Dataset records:
>> START

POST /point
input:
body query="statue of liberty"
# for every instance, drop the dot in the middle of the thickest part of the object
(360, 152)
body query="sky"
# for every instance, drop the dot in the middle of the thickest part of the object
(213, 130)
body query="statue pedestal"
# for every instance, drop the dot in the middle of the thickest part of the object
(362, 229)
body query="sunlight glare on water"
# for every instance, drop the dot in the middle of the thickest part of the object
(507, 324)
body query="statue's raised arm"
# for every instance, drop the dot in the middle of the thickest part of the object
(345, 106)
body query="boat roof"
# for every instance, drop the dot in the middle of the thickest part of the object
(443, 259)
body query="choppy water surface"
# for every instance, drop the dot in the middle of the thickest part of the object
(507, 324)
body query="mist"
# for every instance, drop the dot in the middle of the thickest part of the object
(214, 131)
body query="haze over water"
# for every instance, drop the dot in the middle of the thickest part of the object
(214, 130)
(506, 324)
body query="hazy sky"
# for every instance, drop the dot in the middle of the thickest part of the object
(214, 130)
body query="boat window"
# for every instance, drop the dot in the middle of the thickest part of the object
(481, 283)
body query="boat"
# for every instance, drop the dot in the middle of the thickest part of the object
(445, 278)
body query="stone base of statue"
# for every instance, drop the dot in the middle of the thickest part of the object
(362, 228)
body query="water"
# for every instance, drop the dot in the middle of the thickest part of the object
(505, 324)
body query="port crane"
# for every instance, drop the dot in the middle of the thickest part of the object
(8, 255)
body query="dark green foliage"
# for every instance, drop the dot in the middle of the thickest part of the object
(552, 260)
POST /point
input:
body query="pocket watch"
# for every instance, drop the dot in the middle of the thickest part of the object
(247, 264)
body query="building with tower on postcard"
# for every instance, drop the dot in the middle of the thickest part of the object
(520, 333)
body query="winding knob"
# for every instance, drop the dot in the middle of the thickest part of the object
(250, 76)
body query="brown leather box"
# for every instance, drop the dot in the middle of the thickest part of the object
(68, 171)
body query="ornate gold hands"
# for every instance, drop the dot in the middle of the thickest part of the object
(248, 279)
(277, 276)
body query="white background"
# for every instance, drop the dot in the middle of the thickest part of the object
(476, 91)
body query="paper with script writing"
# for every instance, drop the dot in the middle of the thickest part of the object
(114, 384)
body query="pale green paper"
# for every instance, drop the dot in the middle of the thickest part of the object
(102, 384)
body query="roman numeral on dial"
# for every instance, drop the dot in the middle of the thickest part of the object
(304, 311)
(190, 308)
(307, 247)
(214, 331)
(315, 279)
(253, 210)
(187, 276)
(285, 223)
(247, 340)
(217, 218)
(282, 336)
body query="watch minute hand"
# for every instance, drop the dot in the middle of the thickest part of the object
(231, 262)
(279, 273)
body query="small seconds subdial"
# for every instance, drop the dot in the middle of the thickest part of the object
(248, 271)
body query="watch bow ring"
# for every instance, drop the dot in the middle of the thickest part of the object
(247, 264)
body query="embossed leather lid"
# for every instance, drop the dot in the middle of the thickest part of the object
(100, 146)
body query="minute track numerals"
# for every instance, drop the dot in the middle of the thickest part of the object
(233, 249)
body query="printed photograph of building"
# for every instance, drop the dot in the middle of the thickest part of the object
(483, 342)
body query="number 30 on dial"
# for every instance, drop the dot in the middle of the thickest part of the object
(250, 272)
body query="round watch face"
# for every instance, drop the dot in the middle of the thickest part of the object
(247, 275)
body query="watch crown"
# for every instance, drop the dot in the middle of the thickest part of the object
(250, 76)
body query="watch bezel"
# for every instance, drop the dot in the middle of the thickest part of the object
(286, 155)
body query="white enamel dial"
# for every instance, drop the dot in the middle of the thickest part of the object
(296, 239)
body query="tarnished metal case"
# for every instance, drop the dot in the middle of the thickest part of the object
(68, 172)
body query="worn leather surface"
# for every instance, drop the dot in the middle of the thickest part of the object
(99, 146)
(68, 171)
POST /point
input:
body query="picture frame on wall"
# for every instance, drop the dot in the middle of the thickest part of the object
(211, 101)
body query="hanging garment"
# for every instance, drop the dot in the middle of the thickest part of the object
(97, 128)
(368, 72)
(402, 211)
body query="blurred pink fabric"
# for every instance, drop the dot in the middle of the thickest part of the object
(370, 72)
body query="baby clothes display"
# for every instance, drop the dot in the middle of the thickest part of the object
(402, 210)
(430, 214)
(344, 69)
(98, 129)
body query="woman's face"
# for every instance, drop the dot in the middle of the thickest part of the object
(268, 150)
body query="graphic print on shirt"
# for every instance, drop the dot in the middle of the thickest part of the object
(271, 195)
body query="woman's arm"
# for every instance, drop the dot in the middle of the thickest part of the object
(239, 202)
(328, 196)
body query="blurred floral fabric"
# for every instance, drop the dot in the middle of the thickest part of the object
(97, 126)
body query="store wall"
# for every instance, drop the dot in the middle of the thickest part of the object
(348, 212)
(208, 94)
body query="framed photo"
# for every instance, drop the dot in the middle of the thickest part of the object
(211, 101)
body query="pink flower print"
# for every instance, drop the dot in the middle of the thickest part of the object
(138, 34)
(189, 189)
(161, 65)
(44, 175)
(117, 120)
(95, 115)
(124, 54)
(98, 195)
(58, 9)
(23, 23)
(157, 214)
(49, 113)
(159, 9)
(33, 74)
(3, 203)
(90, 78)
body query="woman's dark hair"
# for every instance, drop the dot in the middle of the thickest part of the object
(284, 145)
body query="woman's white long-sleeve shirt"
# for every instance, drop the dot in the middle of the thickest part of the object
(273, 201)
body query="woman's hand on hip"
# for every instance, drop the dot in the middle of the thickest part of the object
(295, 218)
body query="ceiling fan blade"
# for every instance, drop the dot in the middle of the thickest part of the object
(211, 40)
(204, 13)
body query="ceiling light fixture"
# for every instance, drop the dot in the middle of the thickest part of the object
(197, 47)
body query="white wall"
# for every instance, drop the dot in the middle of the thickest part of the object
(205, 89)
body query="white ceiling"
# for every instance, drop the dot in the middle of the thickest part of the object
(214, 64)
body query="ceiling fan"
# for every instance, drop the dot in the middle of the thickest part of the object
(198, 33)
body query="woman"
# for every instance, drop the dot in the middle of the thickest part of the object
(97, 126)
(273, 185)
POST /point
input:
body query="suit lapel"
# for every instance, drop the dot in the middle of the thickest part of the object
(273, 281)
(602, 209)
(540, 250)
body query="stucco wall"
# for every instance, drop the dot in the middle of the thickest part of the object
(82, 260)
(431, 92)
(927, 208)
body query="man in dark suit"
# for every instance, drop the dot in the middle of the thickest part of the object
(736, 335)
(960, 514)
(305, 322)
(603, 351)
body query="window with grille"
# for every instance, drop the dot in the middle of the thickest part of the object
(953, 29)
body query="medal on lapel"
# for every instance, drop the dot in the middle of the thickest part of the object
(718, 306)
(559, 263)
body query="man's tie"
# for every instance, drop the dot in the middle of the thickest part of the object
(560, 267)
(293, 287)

>> END

Stated problem ▸
Please reproduce each line exactly as written.

Correct answer ▸
POST /point
input:
body query="statue of liberty"
# for every instance, drop the dot in the middle of the thickest part of the object
(360, 152)
body query="sky"
# for every instance, drop the dot in the middle of the thickest part of the object
(213, 130)
body query="statue pedestal"
# for every instance, drop the dot in the middle of the thickest part of the object
(362, 229)
body query="sunlight glare on water"
# for every instance, drop the dot in the middle of the thickest part of the object
(507, 324)
body query="statue's raised arm"
# for every instance, drop the dot in the middle of the thickest part of the object
(345, 106)
body query="boat roof"
# for every instance, drop the dot in the middle of the thickest part of the object
(443, 259)
body query="choppy water surface"
# for every instance, drop the dot in the middle of the thickest part of the object
(507, 324)
body query="mist"
# for every instance, drop the dot in the middle of the thickest part of the object
(214, 131)
body query="haze over water"
# for every instance, drop the dot in the middle of the thickest part of the object
(214, 130)
(506, 324)
body query="hazy sky"
# for every instance, drop the dot in the middle of the thickest part of the object
(214, 130)
body query="boat window"
# for every instance, drop the dot in the middle of the thickest part of the object
(481, 283)
body query="boat"
# for every instance, drop the dot in the middle of the thickest part of the object
(445, 278)
body query="stone base of statue"
# for every instance, drop the dot in the middle of the thickest part of the object
(362, 228)
body query="water"
# for every instance, drop the dot in the middle of the thickest part of the object
(505, 324)
body query="port crane"
# for every instance, drop the dot in the middle of the thickest part of the object
(8, 255)
body query="dark green foliage"
# for every instance, drop the dot in the middle of the thickest part of the object
(552, 260)
POST /point
input:
body query="pocket watch"
# for every instance, drop the dot in the middle of the thickest part of the object
(247, 264)
body query="building with tower on postcard"
# for every instance, drop the dot in the middle of the thickest part of the object
(520, 333)
body query="winding knob"
# for every instance, drop the dot in the middle of the thickest part of the object
(250, 76)
body query="brown leather box"
# for every instance, drop the dot in the middle of the thickest part of the object
(68, 171)
body query="ornate gold hands"
# for every instance, drop the dot in the middle of the thickest part of the object
(248, 279)
(277, 276)
body query="white background"
# for every instance, drop the dot in the middle of the thickest part of the object
(476, 91)
body query="paper with script writing"
# for every instance, drop the dot in the middle of the thickest part of the object
(114, 384)
body query="pale green paper"
# for every instance, drop the dot in the middle of the thickest part of the object
(102, 384)
body query="roman numeral on dial"
# for every instance, drop the dot in the middle of the thickest part of the object
(304, 311)
(190, 308)
(307, 247)
(214, 331)
(315, 279)
(253, 210)
(187, 276)
(285, 223)
(247, 340)
(217, 218)
(282, 336)
body query="watch minute hand"
# for every instance, drop the dot in the middle of the thickest part of the object
(231, 262)
(279, 273)
body query="small seconds subdial"
# for every instance, drop the dot in the middle of the thickest part of the object
(248, 271)
body query="watch bow ring"
# for every instance, drop the dot in the middle of the thickest part of the object
(247, 264)
body query="embossed leather lid"
# for every instance, drop the dot in the middle of the thickest part of the object
(100, 146)
body query="minute track numerals"
# for every instance, drop the dot in the middle of the thickest part of the object
(233, 249)
body query="printed photograph of building"
# for every instance, drop the dot in the middle of the thickest part of the object
(483, 342)
body query="number 30 on dial"
# for every instance, drop the dot in the middle of the thickest part of the object
(250, 272)
body query="round watch face"
# for every instance, drop the dot in the middle of the thickest part of the object
(247, 275)
body query="watch crown"
# for every instance, drop the dot in the middle of the thickest part of the object
(250, 76)
body query="watch bezel"
# for every instance, drop the dot in the middle of the thickest part of the object
(286, 155)
body query="white enamel dial"
# for every instance, drop the dot in the middle of the thickest part of the object
(296, 239)
body query="tarnished metal case"
# for every instance, drop the dot in the middle of the thickest part of the object
(68, 172)
body query="worn leather surface"
# for every instance, drop the dot in the middle of the thickest part of the object
(99, 146)
(68, 171)
POST /point
input:
body query="picture frame on wall"
# for every instance, drop the dot in the middle of the thickest part of the object
(211, 101)
body query="hanging garment"
# for every instance, drop the dot in the middle of the thickest part of the object
(97, 128)
(368, 72)
(402, 211)
body query="blurred pink fabric"
# for every instance, drop the dot in the middle of the thickest part of the object
(370, 72)
body query="baby clothes display"
# for every instance, drop the dot in the middle of the thickest part of the object
(402, 210)
(430, 214)
(344, 69)
(98, 129)
body query="woman's face"
# for every instance, drop the dot in the middle of the thickest part of the object
(268, 150)
body query="graphic print on shirt"
# for every instance, drop the dot in the middle of the thickest part of the object
(271, 195)
body query="woman's arm"
# for every instance, drop the dot in the middle of the thickest part of the object
(239, 202)
(328, 196)
body query="blurred floral fabric"
# for every instance, drop the dot in the middle of the thickest part of the object
(97, 126)
body query="store wall"
# for every instance, drop the dot in the middle of the thickest part of the object
(348, 212)
(208, 94)
body query="framed photo"
# for every instance, drop the dot in the middle of the thickest part of the object
(211, 101)
body query="pink flower print"
# for every instance, drop the dot in the middle of the thickest part of the object
(138, 34)
(189, 189)
(161, 65)
(44, 175)
(117, 120)
(95, 115)
(124, 54)
(98, 195)
(58, 9)
(23, 23)
(157, 214)
(49, 113)
(159, 9)
(33, 74)
(3, 203)
(90, 78)
body query="woman's dark hair"
# for every instance, drop the dot in the middle of the thickest part of the object
(284, 145)
body query="woman's white long-sleeve shirt"
# for every instance, drop the dot in the middle of the thickest part of the object
(273, 201)
body query="woman's hand on hip"
# for every instance, drop the dot in the middle of the thickest part of the object
(295, 218)
body query="ceiling fan blade"
# for every instance, drop the dot in the middle of the thickest part of the object
(211, 40)
(204, 13)
body query="ceiling light fixture"
# for every instance, drop the dot in the middle of the thickest part of the object
(197, 47)
body query="white wall"
# for every instance, drop the dot in the middle of the thickest part of the object
(205, 89)
body query="white ceiling"
# for every instance, drop the dot in the middle of the thickest part of the object
(214, 64)
body query="ceiling fan"
# for every instance, drop the dot in the middle of the thickest part of the object
(198, 33)
body query="woman"
# for every instance, drop the dot in the middle of the thickest part of the object
(97, 126)
(273, 185)
POST /point
input:
body query="suit lapel"
# for every instance, drop the dot in the middle of the thickest part of the object
(273, 281)
(602, 209)
(540, 250)
body query="stucco wall"
# for every instance, drop the dot in the middle of the thickest part of the object
(82, 260)
(431, 92)
(927, 208)
body query="man in dark suit"
# for every instance, drop the dot in the middle of the thickest part of the object
(736, 335)
(960, 514)
(305, 322)
(603, 351)
body query="window with grille"
# for every instance, drop the dot in the middle of the thickest part of the object
(953, 29)
body query="medal on lapel"
# for every instance, drop the dot in the middle of the thickest part of the object
(718, 306)
(559, 263)
body query="man's tie"
# for every instance, drop the dot in the middle of the thickest part of the object
(560, 267)
(293, 287)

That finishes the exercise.